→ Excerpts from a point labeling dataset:
==*==

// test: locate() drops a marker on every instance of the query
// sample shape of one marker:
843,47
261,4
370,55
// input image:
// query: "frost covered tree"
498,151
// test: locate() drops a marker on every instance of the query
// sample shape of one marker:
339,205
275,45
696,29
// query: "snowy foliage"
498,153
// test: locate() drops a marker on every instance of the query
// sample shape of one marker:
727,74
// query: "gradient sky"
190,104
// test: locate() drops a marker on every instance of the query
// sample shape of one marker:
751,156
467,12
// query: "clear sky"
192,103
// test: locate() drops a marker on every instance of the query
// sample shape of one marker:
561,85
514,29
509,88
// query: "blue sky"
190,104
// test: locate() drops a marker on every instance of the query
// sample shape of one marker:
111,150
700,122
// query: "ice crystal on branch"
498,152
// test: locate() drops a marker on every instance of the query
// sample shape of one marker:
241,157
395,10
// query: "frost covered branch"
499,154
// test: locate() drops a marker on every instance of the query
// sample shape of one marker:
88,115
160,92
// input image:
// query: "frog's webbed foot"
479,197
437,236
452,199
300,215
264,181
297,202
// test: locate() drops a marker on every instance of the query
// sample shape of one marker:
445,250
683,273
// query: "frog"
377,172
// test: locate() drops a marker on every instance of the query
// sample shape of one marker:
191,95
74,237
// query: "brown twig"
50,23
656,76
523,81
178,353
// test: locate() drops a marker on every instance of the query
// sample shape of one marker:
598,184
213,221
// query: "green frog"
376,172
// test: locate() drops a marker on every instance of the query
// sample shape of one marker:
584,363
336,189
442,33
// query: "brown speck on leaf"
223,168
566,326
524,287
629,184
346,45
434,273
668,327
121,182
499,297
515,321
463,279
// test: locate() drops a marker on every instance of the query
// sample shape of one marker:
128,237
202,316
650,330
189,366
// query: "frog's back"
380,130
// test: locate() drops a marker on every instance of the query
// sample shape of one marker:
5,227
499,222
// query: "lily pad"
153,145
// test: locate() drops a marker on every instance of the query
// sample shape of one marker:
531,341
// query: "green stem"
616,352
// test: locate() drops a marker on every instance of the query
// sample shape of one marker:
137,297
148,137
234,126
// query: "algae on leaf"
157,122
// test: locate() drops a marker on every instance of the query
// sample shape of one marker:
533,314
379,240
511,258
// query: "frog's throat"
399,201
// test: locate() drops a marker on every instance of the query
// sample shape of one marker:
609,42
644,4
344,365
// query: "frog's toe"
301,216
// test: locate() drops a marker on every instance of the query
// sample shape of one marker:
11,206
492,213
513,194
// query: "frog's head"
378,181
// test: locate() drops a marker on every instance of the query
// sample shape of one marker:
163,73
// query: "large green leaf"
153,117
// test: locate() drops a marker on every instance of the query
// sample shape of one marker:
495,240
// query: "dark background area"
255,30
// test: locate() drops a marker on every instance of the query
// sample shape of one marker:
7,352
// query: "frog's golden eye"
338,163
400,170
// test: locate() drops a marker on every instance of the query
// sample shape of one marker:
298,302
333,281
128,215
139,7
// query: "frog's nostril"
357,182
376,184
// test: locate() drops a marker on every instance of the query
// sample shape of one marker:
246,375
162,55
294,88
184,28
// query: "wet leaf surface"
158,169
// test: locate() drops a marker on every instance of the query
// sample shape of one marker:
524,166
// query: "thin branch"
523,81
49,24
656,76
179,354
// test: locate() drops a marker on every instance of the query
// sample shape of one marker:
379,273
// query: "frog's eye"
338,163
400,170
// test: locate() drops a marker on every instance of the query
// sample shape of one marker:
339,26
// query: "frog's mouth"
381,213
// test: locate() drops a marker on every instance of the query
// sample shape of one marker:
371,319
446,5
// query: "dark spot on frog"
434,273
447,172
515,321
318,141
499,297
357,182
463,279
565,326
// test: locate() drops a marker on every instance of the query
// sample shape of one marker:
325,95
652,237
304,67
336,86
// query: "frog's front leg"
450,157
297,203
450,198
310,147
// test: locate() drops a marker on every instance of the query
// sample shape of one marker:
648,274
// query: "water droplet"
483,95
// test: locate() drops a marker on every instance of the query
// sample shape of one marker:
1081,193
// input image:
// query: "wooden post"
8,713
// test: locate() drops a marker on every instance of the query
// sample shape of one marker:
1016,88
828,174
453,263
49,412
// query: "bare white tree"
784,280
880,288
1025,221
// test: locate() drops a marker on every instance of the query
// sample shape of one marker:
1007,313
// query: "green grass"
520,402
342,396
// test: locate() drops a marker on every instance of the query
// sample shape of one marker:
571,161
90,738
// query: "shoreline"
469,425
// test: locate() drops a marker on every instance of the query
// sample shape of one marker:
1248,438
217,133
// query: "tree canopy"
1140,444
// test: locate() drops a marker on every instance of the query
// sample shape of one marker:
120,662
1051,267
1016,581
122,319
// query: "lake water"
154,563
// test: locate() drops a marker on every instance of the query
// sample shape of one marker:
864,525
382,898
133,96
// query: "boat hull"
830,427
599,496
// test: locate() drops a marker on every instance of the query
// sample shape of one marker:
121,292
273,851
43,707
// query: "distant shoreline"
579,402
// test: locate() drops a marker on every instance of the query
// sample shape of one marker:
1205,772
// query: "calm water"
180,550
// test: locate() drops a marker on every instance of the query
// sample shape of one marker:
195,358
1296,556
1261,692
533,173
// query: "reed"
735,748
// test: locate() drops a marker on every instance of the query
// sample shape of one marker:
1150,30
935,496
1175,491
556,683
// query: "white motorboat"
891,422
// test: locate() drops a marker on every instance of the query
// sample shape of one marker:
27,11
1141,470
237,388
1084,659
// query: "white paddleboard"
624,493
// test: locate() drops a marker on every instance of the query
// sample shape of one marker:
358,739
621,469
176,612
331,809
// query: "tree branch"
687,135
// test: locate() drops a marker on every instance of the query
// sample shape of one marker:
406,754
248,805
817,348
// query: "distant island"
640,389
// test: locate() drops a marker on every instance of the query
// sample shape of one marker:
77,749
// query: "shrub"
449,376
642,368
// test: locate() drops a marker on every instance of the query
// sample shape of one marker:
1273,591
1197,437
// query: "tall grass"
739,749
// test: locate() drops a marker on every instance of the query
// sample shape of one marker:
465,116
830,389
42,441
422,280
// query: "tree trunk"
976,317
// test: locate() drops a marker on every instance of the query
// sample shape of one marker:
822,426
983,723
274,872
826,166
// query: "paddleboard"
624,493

==*==

→ Exercise:
How many lines in the rows above contain the string "branch"? Reply with the number alone.

→ Finished task:
4